Count the lines in the records below that contain the word "object", and reply with the number alone.

• _Dataset_
----------

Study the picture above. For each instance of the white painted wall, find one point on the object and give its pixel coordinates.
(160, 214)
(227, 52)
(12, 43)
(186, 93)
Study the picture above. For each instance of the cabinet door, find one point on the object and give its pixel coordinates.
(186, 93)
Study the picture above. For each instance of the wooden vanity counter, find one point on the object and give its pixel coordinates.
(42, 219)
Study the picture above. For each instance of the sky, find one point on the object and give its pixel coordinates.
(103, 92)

----------

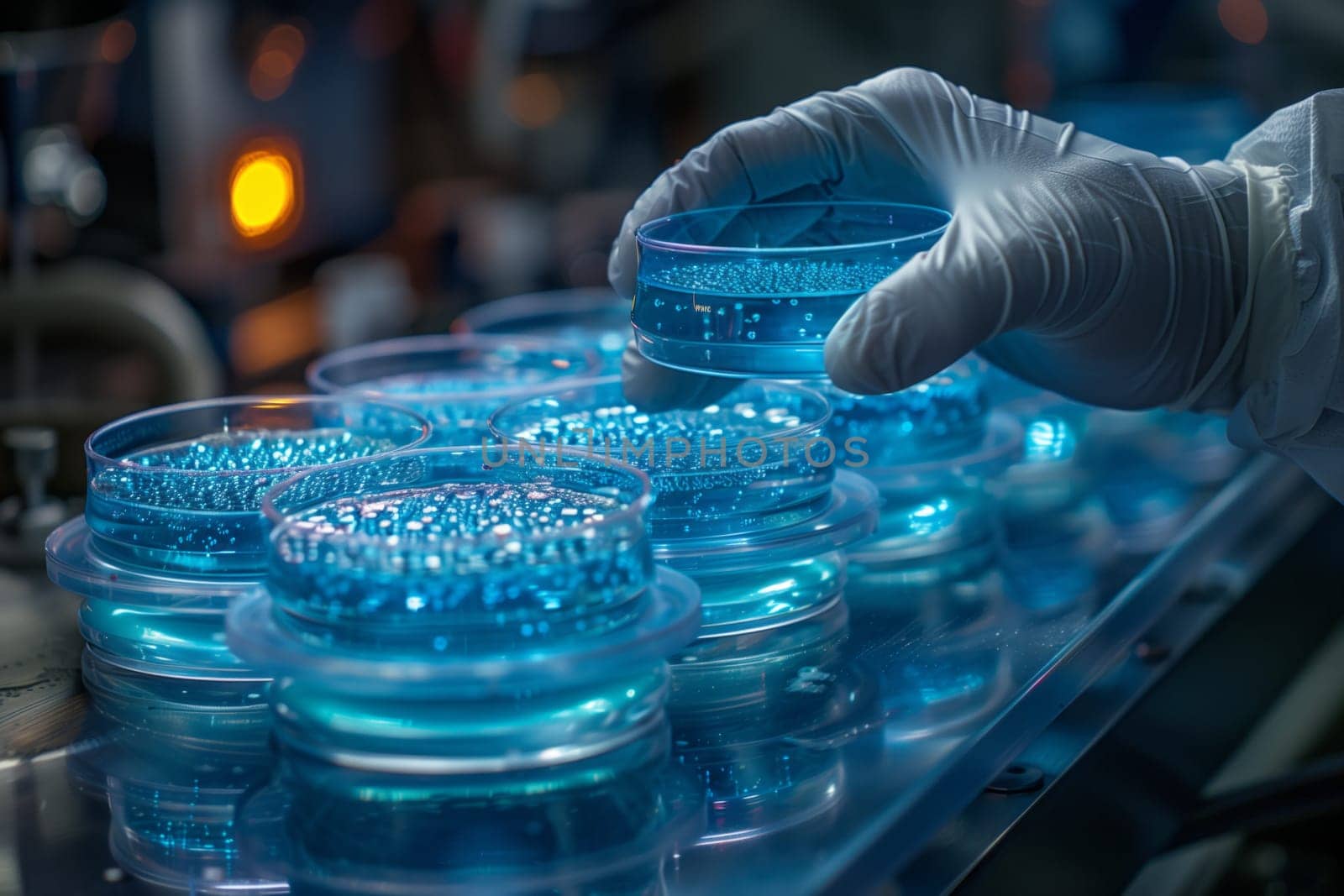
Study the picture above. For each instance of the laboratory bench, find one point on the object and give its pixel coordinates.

----------

• _Task output_
5